━━ FUENTE
Conclusiones. El poder y la destrucción de
Hitler
El sello característico del poder de Hitler
era la destrucción. Su «carrera» política comenzó con la
destrucción de la Alemania con la que se había identificado hasta
entonces, «destruida» a su juicio por la revolución «marxista» de
1918. Y llegó a su fin con la destrucción, mucho más completa, de
«su» Alemania por medio de la derrota total y la devastación en
1945. Sus doce años de gobierno destruyeron a la «vieja» Alemania
tanto territorialmente como respecto a su orden social. Destruyeron
asimismo a la «vieja» Europa, tanto físicamente como en cuanto a su
orden político.
Desde el comienzo, la fuerza que movía las
energías de Hitler era una fuerza destructiva. La palabra
«aniquilación» (Vernichtung) no se
desprendió de sus labios, desde sus primeros discursos en las
cervecerías de Múnich hasta sus visiones apocalípticas en el
cuartel general del Führer de Prusia Oriental y en el búnker de
Berlín. La destrucción de los judíos permaneció como la pieza
central del pensamiento de Hitler, desde su empleo como agente de
la Reichswehr hasta la redacción de su testamento político el 29 de
abril de 1945.
La destrucción de los «parásitos»
capitalistas, la «decadente» democracia liberal y los «subversivos»
marxistas pertenecía a su arsenal demagógico desde los primeros
días de su actividad política. Y la destrucción del «bolchevismo
judío» se convirtió pronto en la piedra angular de su entera
«visión del mundo».
El impulso destructivo nunca le abandonó,
incluso en los años que siguieron a 1933, cuando las circunstancias
le empujaban a representar el papel del político y hombre de Estado
en busca de la paz. A finales del verano de 1938 se sintió
defraudado al no poder destruir a los checos. Al verano siguiente,
en 1939, estaba decidido a evitar que nadie le impidiera destruir a
los polacos. Sus directrices políticas para Polonia se basaban en
la destrucción no solo del Estado sino también del pueblo polaco.
Al mismo tiempo, dentro de la propia Alemania, Hitler había
sancionado personalmente un programa de acción, fechado el día del
estallido de la guerra, para destruir la «vida inútil» de los
enfermos mentales y los discapacitados físicos.
En 1941 se dijo a los generales que el
enfrentamiento con el bolchevismo iba a ser totalmente distinto de
la guerra en el Oeste: iba a ser una «guerra de aniquilación»
absoluta, de la que resultaría bien la destrucción total del
enemigo, bien la de Alemania. A esto siguieron la indecible matanza
de los judíos soviéticos y la masacre sistemática de los
prisioneros de guerra capturados. El carácter genocida del
conflicto no solo fue concebido por Hitler: se trataba de la
auténtica premisa de la guerra, que excluía el compromiso. Las
únicas opciones consistían en la victoria final, que no se
consiguió a pesar de los asombrosos triunfos de 1940, o en la
destrucción total. Desde finales de 1941, la derrota y la
destrucción constituían el único resultado posible.
━━━━
━━ EXTRACTOS DE REGISTROS
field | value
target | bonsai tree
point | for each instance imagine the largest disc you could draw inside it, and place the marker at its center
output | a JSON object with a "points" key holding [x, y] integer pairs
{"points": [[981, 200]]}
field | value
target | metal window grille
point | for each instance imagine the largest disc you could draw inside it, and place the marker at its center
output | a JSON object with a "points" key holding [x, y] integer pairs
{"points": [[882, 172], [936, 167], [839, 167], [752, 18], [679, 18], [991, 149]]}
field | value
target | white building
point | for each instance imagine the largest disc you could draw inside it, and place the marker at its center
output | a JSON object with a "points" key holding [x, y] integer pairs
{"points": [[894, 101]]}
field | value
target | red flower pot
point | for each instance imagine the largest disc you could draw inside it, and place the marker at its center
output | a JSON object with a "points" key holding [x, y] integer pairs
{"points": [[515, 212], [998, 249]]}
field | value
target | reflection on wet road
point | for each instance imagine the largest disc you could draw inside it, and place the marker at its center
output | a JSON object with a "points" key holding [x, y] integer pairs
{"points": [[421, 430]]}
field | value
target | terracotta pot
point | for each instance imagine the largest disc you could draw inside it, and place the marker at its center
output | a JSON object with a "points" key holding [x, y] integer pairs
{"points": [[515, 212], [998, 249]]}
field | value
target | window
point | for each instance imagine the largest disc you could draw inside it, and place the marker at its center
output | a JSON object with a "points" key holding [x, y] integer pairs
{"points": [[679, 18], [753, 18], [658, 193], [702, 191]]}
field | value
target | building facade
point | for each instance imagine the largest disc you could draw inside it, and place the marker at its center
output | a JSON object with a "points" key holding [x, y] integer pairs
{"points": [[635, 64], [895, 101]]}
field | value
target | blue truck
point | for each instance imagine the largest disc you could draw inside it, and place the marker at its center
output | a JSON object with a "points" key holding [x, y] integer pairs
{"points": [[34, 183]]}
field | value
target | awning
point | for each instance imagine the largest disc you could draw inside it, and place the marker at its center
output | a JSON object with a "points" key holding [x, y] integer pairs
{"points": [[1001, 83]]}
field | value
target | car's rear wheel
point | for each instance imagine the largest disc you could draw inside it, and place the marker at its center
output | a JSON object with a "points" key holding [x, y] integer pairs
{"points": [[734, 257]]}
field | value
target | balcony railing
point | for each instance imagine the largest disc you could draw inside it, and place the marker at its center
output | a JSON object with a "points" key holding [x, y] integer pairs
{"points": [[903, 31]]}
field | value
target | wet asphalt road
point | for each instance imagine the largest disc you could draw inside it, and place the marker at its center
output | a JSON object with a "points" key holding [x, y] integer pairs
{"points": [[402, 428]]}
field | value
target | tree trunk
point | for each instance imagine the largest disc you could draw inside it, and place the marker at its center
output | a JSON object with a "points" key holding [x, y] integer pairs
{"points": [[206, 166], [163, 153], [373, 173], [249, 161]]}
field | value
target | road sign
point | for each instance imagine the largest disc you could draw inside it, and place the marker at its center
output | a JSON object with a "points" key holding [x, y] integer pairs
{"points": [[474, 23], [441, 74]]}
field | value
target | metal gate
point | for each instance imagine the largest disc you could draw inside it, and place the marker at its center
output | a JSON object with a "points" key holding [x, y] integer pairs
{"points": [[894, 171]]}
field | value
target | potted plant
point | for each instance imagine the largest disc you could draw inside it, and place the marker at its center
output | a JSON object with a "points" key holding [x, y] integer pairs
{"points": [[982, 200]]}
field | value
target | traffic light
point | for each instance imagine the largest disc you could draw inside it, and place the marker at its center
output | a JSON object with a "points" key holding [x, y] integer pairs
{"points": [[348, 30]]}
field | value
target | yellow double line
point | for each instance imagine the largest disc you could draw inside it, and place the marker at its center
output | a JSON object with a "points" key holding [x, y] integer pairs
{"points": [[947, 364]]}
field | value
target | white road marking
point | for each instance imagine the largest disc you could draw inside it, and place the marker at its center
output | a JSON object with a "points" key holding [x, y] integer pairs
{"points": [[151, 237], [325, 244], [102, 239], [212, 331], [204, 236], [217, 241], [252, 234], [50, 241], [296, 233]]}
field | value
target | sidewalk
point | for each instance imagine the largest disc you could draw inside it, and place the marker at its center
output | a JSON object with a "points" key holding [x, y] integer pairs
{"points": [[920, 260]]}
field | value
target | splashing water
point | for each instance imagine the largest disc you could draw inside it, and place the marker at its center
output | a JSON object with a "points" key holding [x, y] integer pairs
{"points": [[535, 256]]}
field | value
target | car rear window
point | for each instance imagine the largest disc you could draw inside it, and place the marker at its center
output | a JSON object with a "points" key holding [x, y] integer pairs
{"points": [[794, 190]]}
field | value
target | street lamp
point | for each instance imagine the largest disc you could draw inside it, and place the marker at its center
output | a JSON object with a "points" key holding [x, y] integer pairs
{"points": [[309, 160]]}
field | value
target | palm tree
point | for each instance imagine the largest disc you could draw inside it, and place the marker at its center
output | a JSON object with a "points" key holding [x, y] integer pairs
━━━━
- [CONSIGNA] Por favor, copia textualmente el fragmento de la fuente que comienza con «absoluta, de la» y continúa hasta «único resultado posible.».

- [EJERCICIO RESUELTO]
absoluta, de la que resultaría bien la destrucción total del
enemigo, bien la de Alemania. A esto siguieron la indecible matanza
de los judíos soviéticos y la masacre sistemática de los
prisioneros de guerra capturados. El carácter genocida del
conflicto no solo fue concebido por Hitler: se trataba de la
auténtica premisa de la guerra, que excluía el compromiso. Las
únicas opciones consistían en la victoria final, que no se
consiguió a pesar de los asombrosos triunfos de 1940, o en la
destrucción total. Desde finales de 1941, la derrota y la
destrucción constituían el único resultado posible.